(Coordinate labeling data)
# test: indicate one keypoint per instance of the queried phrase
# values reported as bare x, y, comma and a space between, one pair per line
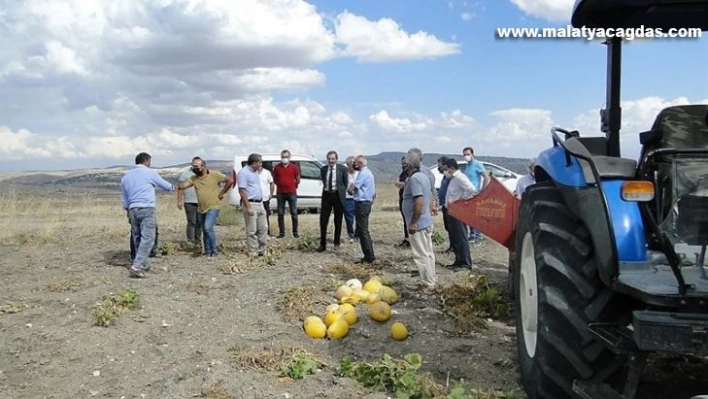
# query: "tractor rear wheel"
557, 293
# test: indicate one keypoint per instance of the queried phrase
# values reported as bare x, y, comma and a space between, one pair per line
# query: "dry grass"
266, 359
69, 218
353, 270
12, 308
64, 286
201, 288
215, 391
471, 302
299, 302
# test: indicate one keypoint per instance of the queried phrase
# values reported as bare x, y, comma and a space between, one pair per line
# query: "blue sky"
90, 85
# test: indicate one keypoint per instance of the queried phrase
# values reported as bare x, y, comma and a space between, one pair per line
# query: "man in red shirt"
286, 177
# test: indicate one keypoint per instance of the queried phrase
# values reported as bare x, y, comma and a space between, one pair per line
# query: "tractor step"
592, 390
671, 332
616, 337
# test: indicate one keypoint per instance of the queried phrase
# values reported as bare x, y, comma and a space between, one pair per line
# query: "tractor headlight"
637, 191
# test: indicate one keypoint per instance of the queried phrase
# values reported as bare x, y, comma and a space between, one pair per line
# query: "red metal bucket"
493, 212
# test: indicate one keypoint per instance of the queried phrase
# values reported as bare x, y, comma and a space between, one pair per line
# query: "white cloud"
637, 116
99, 79
550, 10
387, 123
385, 41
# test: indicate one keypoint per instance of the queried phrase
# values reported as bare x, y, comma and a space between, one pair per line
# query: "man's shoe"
135, 272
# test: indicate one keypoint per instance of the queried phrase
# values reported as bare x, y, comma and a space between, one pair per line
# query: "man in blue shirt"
417, 197
479, 177
364, 193
254, 213
138, 200
442, 192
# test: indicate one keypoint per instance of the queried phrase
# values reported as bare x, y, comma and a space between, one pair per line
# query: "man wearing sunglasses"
209, 195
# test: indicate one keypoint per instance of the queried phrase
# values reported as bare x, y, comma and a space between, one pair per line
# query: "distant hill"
385, 166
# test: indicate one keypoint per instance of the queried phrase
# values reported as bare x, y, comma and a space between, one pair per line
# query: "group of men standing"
348, 191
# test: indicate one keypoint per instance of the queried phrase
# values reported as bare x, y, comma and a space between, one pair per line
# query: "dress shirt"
138, 187
365, 185
249, 180
460, 187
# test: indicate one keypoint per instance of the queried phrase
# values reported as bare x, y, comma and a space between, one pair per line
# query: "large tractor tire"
557, 293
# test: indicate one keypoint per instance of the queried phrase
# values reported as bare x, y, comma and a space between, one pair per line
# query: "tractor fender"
615, 226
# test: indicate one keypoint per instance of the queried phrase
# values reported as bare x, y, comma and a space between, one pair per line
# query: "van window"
309, 170
266, 165
494, 171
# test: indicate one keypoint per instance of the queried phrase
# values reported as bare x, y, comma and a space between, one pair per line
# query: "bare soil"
196, 316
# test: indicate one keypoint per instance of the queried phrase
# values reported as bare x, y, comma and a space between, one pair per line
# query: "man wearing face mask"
187, 199
417, 197
442, 192
334, 185
479, 177
459, 188
364, 192
286, 176
209, 195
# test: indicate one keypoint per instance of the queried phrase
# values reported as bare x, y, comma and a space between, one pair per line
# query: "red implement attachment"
493, 212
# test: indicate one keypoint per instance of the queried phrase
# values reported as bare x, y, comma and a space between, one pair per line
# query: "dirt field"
229, 327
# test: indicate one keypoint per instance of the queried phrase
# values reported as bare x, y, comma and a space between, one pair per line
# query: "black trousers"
363, 210
458, 232
194, 228
266, 205
331, 202
153, 252
400, 209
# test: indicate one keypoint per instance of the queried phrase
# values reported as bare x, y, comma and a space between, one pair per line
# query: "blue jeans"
291, 200
143, 227
208, 220
153, 252
349, 214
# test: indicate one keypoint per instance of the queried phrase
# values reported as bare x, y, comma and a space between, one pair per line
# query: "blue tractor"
609, 251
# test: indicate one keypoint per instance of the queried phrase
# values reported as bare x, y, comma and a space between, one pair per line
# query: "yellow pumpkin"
380, 311
343, 291
361, 294
373, 286
315, 327
338, 330
345, 307
350, 316
399, 332
331, 317
372, 298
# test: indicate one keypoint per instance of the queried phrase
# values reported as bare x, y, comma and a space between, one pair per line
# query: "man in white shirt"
459, 188
349, 206
527, 180
267, 188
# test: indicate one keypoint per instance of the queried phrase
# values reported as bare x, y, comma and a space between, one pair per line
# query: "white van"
309, 193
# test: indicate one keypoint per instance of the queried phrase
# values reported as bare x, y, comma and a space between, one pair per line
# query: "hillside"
385, 166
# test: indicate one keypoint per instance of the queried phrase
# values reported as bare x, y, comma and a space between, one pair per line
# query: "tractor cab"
609, 251
674, 157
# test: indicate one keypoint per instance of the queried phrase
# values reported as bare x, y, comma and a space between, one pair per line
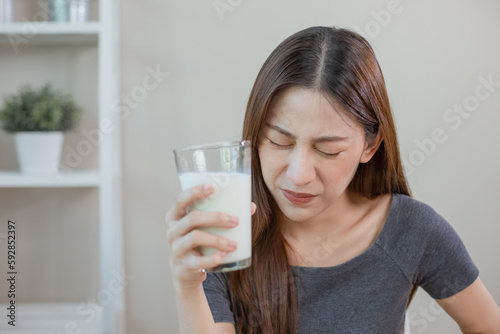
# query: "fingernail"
234, 220
208, 188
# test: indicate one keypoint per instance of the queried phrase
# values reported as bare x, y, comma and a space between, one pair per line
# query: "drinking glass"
227, 166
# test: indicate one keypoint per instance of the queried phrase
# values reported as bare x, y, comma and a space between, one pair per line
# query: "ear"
371, 147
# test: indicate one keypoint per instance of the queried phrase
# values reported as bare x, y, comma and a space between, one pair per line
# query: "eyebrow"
316, 140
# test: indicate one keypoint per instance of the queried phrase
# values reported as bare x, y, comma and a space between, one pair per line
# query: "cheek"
343, 171
269, 165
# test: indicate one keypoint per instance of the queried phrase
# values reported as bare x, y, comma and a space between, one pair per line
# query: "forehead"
308, 111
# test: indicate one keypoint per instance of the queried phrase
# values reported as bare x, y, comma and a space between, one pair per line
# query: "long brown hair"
341, 65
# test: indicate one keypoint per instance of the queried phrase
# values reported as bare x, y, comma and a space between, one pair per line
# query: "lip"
297, 198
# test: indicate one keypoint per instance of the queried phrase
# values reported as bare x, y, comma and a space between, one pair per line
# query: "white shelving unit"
110, 314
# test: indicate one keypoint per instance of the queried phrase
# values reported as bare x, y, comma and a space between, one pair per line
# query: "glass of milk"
227, 166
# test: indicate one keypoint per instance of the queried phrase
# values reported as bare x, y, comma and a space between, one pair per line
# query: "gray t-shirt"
369, 293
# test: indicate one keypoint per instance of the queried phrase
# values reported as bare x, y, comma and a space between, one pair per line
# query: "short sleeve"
445, 267
217, 291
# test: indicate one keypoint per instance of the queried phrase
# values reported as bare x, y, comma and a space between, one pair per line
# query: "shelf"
38, 318
51, 33
15, 179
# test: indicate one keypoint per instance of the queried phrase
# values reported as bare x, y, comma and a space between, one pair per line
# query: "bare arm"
195, 316
474, 310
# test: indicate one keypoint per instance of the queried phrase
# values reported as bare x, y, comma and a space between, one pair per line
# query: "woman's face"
309, 152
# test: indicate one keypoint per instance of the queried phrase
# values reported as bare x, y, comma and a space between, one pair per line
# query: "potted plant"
38, 118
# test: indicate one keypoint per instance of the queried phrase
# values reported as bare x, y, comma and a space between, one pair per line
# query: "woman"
338, 243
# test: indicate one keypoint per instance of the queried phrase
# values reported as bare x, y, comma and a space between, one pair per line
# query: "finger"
204, 262
189, 196
199, 238
197, 219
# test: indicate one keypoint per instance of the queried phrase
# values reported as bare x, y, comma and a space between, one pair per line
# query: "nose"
301, 168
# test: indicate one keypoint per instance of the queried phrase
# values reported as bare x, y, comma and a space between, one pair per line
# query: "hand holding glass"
227, 166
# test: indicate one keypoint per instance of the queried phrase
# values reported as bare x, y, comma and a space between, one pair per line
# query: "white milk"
232, 195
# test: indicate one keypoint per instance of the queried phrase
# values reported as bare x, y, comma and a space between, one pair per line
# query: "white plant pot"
39, 151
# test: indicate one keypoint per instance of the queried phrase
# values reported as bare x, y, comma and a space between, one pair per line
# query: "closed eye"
328, 155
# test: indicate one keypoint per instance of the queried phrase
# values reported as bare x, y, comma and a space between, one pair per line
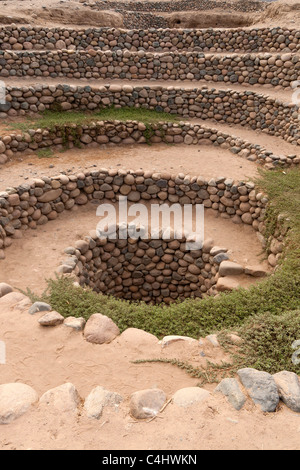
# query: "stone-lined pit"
145, 269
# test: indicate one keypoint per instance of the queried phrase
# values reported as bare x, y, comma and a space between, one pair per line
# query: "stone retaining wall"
251, 69
232, 107
132, 132
205, 40
158, 270
33, 204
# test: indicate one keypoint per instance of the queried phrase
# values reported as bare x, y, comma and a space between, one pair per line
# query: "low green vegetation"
55, 119
266, 316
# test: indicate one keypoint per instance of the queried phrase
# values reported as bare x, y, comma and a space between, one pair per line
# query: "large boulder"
147, 403
261, 387
289, 389
98, 399
231, 390
100, 329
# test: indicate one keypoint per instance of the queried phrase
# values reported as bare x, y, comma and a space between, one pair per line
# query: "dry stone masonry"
225, 106
152, 40
273, 69
103, 133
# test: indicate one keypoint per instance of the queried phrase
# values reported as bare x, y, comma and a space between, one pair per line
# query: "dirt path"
277, 93
45, 358
36, 256
206, 161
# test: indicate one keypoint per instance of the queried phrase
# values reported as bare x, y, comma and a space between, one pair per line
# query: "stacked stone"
215, 40
139, 268
132, 132
30, 205
276, 69
232, 107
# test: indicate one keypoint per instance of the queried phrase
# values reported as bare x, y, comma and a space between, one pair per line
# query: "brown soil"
36, 256
206, 161
214, 19
44, 358
277, 92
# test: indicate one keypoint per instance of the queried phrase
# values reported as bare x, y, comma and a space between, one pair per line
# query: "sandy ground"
283, 13
206, 161
46, 358
36, 256
275, 92
51, 357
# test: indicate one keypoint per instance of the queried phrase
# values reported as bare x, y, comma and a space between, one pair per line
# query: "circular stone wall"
140, 268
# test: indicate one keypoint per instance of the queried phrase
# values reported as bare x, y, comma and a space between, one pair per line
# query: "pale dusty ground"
46, 358
35, 257
206, 161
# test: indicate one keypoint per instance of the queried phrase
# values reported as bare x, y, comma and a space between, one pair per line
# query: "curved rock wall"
132, 132
143, 269
214, 40
33, 204
262, 68
232, 107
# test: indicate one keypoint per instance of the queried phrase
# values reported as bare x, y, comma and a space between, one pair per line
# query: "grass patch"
259, 313
55, 119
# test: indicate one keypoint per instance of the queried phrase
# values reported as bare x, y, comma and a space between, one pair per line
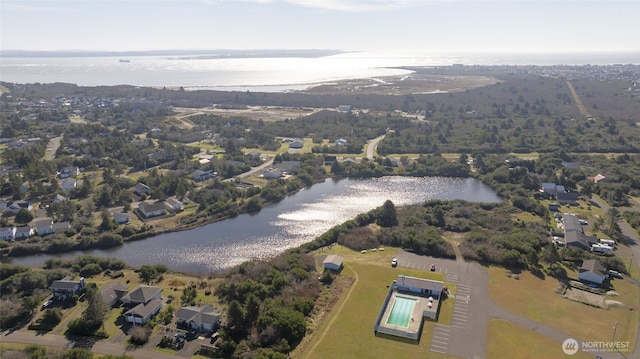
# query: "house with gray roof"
142, 294
199, 318
113, 292
592, 271
149, 210
333, 262
143, 312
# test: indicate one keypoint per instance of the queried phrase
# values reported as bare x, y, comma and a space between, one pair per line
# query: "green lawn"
505, 337
347, 331
535, 299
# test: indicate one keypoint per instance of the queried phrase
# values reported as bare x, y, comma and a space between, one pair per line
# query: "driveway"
466, 337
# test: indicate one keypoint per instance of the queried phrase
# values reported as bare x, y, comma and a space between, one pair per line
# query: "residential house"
199, 175
141, 189
59, 198
574, 233
60, 226
142, 294
113, 292
599, 178
69, 172
23, 232
121, 218
592, 271
8, 233
548, 189
274, 173
68, 184
16, 206
66, 287
149, 210
329, 160
24, 187
143, 312
287, 166
333, 262
422, 286
296, 144
199, 318
173, 204
570, 198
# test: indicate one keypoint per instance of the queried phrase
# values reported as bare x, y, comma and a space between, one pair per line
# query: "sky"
351, 25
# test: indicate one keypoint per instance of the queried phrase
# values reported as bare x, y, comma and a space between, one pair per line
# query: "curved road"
372, 145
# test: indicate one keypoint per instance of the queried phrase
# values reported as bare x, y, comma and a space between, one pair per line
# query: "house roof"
592, 265
144, 310
141, 294
571, 223
198, 315
419, 283
64, 283
173, 202
567, 196
333, 259
149, 207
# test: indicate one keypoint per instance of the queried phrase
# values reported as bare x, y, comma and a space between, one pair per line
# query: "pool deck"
419, 308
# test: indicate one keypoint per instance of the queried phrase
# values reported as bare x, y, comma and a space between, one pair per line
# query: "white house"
68, 184
152, 209
592, 271
142, 313
199, 318
333, 262
8, 233
419, 285
23, 232
173, 204
142, 294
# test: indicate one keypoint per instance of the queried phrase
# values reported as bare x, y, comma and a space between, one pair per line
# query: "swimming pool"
401, 311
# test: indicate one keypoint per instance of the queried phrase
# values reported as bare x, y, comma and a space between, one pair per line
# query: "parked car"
614, 273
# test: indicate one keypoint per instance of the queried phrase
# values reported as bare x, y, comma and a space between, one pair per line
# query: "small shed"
592, 271
333, 262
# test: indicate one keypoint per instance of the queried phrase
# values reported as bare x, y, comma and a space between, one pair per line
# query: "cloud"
25, 6
358, 5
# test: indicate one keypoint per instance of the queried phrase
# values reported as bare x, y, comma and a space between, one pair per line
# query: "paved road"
371, 146
52, 148
97, 347
466, 337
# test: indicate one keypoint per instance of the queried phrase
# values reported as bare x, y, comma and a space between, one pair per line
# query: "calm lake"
297, 219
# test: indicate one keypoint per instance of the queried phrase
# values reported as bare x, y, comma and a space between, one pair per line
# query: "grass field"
535, 299
505, 337
347, 332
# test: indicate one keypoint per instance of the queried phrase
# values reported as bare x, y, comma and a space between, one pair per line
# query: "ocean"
263, 73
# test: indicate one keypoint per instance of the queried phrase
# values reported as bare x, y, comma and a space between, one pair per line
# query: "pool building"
408, 301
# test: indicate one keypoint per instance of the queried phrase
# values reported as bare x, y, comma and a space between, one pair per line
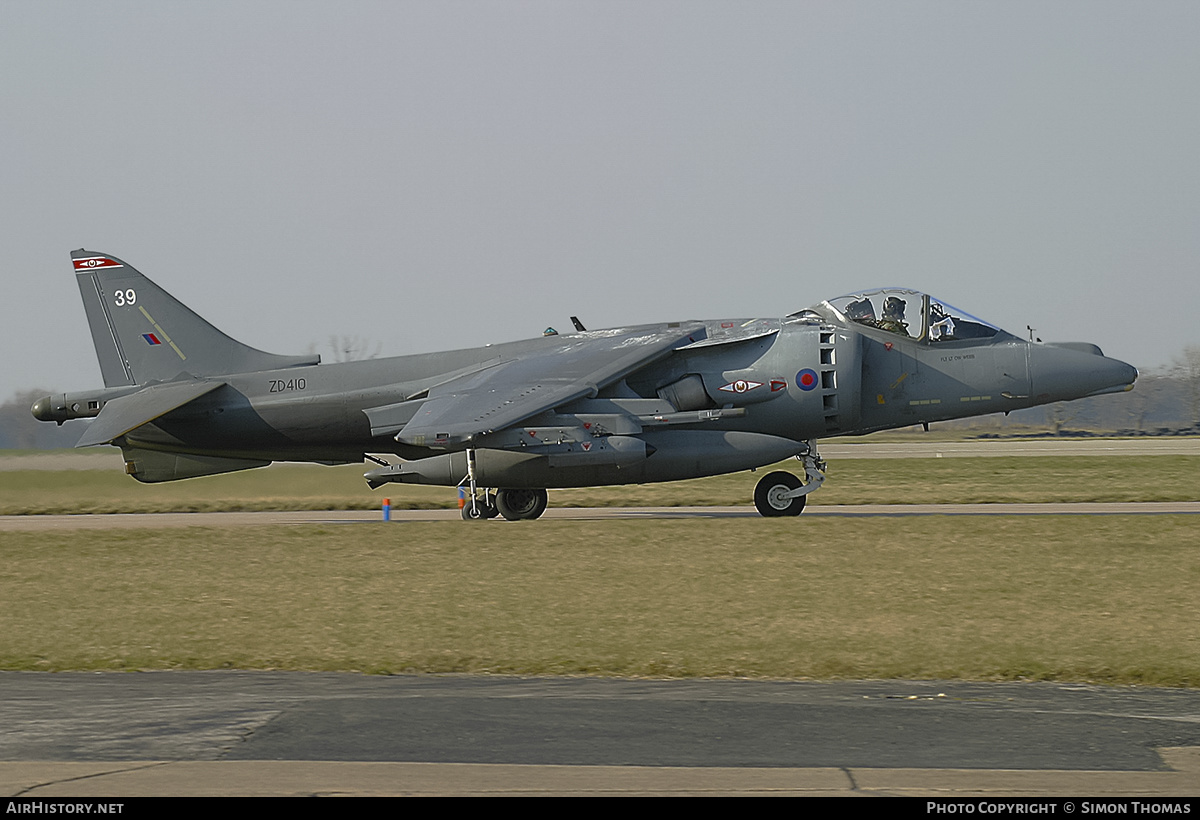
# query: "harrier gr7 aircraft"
654, 402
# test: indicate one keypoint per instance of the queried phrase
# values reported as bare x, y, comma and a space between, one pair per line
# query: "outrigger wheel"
772, 495
521, 504
481, 510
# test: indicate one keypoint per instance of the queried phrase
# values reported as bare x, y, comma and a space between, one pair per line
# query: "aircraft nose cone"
42, 410
1060, 373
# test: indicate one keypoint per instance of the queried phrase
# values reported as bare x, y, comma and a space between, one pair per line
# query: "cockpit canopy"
909, 313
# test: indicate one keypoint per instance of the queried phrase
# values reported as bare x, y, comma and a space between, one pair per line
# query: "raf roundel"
807, 379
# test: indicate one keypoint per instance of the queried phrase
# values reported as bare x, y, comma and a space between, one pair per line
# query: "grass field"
851, 482
1081, 598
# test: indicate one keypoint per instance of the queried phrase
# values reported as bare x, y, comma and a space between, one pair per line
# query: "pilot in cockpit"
893, 316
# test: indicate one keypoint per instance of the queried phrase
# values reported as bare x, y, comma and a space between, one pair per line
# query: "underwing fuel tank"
653, 456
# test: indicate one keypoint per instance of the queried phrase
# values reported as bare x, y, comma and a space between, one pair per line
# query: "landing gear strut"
783, 494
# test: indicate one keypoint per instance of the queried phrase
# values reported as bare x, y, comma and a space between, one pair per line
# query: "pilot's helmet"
894, 307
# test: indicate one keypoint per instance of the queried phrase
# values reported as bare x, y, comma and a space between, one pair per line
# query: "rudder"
143, 334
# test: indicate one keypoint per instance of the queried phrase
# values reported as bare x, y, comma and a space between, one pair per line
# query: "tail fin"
143, 334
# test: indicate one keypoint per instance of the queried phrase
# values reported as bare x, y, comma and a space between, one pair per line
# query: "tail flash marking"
93, 262
161, 333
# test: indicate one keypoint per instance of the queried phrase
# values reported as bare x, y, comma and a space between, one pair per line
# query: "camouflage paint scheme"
629, 405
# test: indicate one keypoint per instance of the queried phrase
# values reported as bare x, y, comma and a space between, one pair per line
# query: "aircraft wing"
510, 391
123, 414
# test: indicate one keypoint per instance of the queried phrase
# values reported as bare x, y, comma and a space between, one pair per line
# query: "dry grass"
1083, 598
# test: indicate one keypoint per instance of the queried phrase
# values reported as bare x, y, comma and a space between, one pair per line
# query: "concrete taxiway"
305, 734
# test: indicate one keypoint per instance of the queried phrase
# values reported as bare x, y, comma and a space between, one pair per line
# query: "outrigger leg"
474, 509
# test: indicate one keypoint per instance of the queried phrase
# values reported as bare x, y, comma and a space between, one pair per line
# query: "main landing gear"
515, 504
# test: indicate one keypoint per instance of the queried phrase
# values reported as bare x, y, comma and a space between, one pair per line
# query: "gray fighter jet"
652, 402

= TASK TO CARRY OUT =
Count the lines in the records above that contain the string "shirt", and give only the number.

= FINISHED TASK =
5